■ Instructions for the task ■
Rescale the records from the line containing "Isolate any visible grey roof." through the line containing "85 385 533 564", giving back only those lines in full. Multiply every coordinate in the answers by 1.5 and round to whole numbers, with halves going up, but leave all other lines, including the format sample, unchanged.

■ Records supplied ■
-------------------------

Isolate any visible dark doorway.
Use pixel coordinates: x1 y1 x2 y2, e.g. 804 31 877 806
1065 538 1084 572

-------------------------

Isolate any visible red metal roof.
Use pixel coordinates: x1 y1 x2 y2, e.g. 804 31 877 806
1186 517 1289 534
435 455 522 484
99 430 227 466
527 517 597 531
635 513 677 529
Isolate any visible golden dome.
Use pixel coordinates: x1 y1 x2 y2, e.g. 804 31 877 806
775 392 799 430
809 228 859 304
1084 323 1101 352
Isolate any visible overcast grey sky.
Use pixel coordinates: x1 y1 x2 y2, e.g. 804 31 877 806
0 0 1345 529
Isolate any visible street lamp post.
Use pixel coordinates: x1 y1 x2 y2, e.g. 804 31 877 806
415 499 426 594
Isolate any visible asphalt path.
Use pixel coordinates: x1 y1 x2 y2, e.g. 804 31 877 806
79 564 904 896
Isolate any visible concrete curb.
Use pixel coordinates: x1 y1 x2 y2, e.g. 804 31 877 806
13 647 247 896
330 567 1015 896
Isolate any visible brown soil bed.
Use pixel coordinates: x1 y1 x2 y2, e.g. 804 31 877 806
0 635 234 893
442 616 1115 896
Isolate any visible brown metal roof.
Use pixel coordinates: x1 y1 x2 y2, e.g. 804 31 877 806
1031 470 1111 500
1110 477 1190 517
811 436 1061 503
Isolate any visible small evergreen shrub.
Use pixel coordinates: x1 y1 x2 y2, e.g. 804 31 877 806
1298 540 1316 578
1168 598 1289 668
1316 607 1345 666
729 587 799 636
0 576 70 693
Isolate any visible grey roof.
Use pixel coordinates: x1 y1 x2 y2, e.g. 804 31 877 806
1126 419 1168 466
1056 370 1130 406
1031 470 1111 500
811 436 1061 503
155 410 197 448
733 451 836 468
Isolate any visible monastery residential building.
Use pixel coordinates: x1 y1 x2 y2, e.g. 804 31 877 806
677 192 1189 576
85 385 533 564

-------------------------

■ The response ■
Isolate any visible grey roof.
Use pixel coordinates: x1 y1 x2 y2, e.g. 804 31 877 806
1689 629 1752 699
1584 555 1695 609
1547 705 1667 750
1217 654 1592 755
233 615 296 672
1100 677 1254 702
Isolate any visible monastery residential building.
Use pixel coordinates: x1 y1 x2 y2, e.g. 804 31 877 806
1016 288 1784 864
128 578 800 846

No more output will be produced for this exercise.